A healthy pregnancy requires getting the correct amount of nutrients to support your baby for about nine months. The best time to focus on your dietary health is before you become pregnant. Even women who take good care of their health and consume a balanced diet prior to pregnancy may need to make some changes in eating habits to provide adequate nutrients to their babies. According to the Mayo Clinic, good nutrition can promote your baby’s development and encourage growth.
Avoid Birth Defects
Eat foods high in folate to get plenty of this valuable nutrient. This B vitamin helps prevent neural tube defects and developmental abnormalities in your baby’s brain and spinal cord. A deficiency of folate while pregnant can also increase your risks of delivering a preterm baby. Eat plenty of fortified cereals, citrus fruits, beans, peas and leafy green vegetables to reduce your chances of developing a folate deficiency. Talk to you doctor about taking a supplement that contains folate to make sure you are getting enough of this important vitamin.
Give Yourself a Milk Mustache
Your body requires calcium to keep your bones strong and encourage healthy bone development in your baby. Your circulatory, nervous and muscular systems also depend on adequate amounts of calcium to function. Make sure you get at least 1,000mg of calcium each day. Dairy products, such as yogurt, cheese and milk, are great sources of calcium. Nondairy sources include cereal, salmon and spinach. Look for fortified juices that contain added calcium.
Satisfy Your Carnivorous Appetite
Your baby requires protein for healthy growth. This is especially true during your second and third trimesters of pregnancy. Meat contains high levels of protein. Carefully select your cuts of meat to avoid those high in fats and additives. Chicken breasts, fish and eggs all provide protein. If you are a vegetarian, increase your intake of beans, tofu, peas, peanut butter and dairy products while you are pregnant.

## Work to be completed
Edit the pregnancy nutrition text by reproducing everything from "Avoid Birth Defects" down to "this important vitamin.", replacing "folate" with "folic acid".

Collected data:
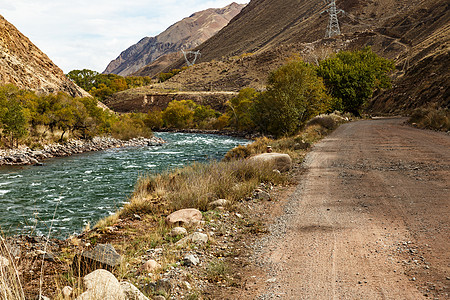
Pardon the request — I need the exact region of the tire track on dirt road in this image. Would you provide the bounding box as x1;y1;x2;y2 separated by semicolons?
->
256;119;450;299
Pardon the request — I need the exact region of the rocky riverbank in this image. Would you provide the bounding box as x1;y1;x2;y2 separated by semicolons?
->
0;137;165;166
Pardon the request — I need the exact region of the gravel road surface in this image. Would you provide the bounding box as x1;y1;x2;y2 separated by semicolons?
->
255;118;450;299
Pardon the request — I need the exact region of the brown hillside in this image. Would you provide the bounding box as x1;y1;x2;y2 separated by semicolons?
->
111;0;450;112
0;16;89;97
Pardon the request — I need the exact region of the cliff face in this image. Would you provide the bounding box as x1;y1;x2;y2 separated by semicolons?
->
153;0;450;112
0;16;89;97
103;3;245;76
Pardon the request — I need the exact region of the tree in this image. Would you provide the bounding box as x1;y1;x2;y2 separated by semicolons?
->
317;47;394;115
163;100;195;129
227;88;258;130
252;60;330;137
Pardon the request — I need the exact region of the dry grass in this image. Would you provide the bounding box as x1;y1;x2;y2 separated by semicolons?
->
0;237;25;300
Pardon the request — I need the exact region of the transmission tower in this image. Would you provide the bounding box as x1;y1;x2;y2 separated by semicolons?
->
181;49;202;67
322;0;344;38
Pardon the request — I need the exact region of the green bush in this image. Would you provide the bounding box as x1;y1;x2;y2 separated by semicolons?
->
252;60;330;137
317;47;394;116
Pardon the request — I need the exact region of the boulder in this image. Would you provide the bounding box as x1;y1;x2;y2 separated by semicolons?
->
253;189;271;201
0;255;9;269
183;254;200;267
76;269;126;300
72;244;122;276
208;199;228;209
170;227;187;237
62;286;73;299
249;153;292;172
120;281;149;300
166;208;203;226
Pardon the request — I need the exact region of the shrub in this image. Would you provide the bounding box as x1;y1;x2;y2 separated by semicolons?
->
317;47;394;116
252;60;330;137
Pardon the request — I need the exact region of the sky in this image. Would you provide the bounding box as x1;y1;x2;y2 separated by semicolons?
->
0;0;242;73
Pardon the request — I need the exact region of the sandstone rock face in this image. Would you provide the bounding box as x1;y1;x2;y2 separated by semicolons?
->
141;259;161;273
77;269;126;300
0;16;90;97
120;281;148;300
249;153;292;172
166;208;203;225
103;3;245;76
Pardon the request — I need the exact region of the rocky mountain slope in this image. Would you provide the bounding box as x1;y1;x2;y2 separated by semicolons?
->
128;0;450;112
103;2;245;76
0;16;89;97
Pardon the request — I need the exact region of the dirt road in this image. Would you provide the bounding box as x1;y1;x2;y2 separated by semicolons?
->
251;119;450;299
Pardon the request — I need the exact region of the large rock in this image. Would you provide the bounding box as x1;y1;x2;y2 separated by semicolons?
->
249;153;292;172
120;281;149;300
166;208;203;226
72;244;122;276
76;269;126;300
0;255;9;269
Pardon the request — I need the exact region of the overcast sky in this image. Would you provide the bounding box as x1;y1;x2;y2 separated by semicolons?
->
0;0;239;73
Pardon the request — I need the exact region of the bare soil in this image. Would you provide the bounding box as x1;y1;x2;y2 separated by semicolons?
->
225;119;450;299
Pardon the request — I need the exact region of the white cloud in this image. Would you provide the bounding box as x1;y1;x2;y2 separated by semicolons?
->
0;0;239;73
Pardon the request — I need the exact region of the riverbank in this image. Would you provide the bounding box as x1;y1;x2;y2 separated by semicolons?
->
0;137;165;166
156;128;263;140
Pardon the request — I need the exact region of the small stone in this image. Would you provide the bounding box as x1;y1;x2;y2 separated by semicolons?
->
72;244;122;275
183;254;200;266
155;278;173;294
62;286;73;299
170;227;187;237
0;256;9;268
208;199;228;210
141;259;161;273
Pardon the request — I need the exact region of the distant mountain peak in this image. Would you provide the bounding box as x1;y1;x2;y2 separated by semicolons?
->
103;2;245;76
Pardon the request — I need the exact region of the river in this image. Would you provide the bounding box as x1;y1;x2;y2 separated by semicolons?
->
0;133;248;238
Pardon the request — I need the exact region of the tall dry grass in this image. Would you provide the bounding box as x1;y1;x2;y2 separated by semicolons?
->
96;161;288;228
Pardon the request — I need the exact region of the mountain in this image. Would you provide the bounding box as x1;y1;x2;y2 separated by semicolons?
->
147;0;450;112
103;3;245;76
0;16;89;97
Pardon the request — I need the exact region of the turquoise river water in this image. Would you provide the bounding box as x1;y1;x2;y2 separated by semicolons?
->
0;133;248;238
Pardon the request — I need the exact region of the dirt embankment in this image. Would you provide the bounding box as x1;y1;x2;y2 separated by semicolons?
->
221;119;450;299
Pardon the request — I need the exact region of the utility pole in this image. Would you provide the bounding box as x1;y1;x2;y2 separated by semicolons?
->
181;49;202;67
322;0;344;38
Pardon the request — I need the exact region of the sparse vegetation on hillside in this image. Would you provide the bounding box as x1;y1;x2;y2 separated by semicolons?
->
317;47;394;115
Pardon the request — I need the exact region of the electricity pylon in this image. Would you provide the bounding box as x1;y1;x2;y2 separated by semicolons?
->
322;0;344;38
181;49;202;67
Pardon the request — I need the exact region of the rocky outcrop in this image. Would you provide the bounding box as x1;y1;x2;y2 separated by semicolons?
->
0;16;90;97
249;153;292;172
103;3;245;76
166;208;203;226
0;137;165;166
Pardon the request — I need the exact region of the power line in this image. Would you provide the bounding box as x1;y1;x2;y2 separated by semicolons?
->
181;49;202;67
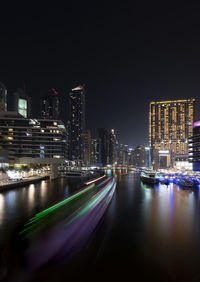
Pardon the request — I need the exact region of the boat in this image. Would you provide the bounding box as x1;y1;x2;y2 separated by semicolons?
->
62;170;91;177
140;170;159;184
178;178;195;187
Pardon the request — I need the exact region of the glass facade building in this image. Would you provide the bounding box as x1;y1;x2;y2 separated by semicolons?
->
188;120;200;171
0;113;67;163
0;82;8;111
41;88;59;119
69;85;85;163
149;98;195;165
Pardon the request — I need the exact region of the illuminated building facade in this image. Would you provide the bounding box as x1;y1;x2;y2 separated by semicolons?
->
133;145;146;167
107;129;118;165
0;82;8;111
14;89;31;118
41;88;59;119
149;98;195;166
85;129;91;166
98;128;108;166
91;138;101;165
69;85;85;164
188;120;200;171
0;112;67;163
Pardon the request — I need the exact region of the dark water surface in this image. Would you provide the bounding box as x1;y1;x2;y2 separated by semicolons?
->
0;173;200;281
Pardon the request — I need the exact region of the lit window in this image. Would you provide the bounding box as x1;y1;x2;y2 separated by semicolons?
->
18;98;27;118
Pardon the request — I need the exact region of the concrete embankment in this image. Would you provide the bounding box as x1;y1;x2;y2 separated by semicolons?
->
0;176;50;192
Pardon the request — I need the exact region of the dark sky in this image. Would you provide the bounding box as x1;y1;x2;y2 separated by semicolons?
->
0;0;200;146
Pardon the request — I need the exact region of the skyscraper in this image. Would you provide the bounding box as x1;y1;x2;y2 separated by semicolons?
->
149;98;195;166
90;138;101;165
14;88;31;118
85;129;91;166
107;129;118;165
69;85;85;163
98;128;108;166
0;82;7;111
41;88;59;119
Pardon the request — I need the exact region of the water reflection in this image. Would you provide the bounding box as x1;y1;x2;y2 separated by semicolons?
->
141;183;199;252
28;184;35;209
40;180;48;203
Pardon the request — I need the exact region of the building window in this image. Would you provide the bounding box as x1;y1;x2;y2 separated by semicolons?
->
18;98;27;118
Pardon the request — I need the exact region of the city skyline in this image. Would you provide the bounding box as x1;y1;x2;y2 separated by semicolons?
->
0;2;200;146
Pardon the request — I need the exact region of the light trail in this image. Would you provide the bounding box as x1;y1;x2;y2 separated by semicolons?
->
19;184;95;234
85;174;106;185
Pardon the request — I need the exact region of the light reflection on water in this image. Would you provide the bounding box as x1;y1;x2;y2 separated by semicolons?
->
142;183;199;251
0;194;5;225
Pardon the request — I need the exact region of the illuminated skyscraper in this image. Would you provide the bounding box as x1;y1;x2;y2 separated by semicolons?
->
41;88;59;119
14;88;31;118
0;82;7;111
149;98;195;166
69;85;85;163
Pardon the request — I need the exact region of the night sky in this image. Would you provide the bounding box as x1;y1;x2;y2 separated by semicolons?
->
0;0;200;146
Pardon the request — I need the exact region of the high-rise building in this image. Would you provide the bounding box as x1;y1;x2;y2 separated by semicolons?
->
188;120;200;171
90;138;101;165
149;98;195;165
41;88;59;119
107;129;118;165
14;88;31;118
69;85;85;163
98;128;108;166
0;82;8;111
85;129;91;166
0;112;67;163
133;145;146;167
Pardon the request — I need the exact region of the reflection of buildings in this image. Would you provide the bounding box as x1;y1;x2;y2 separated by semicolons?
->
149;99;195;167
41;88;59;119
0;112;66;163
69;85;85;163
0;82;8;111
189;120;200;171
14;89;31;118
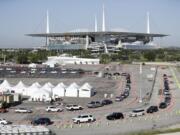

## Task output
Avoid Birth Defects
Eat foods high in folic acid to get plenty of this valuable nutrient. This B vitamin helps prevent neural tube defects and developmental abnormalities in your baby’s brain and spinal cord. A deficiency of folic acid while pregnant can also increase your risks of delivering a preterm baby. Eat plenty of fortified cereals, citrus fruits, beans, peas and leafy green vegetables to reduce your chances of developing a folic acid deficiency. Talk to you doctor about taking a supplement that contains folic acid to make sure you are getting enough of this important vitamin.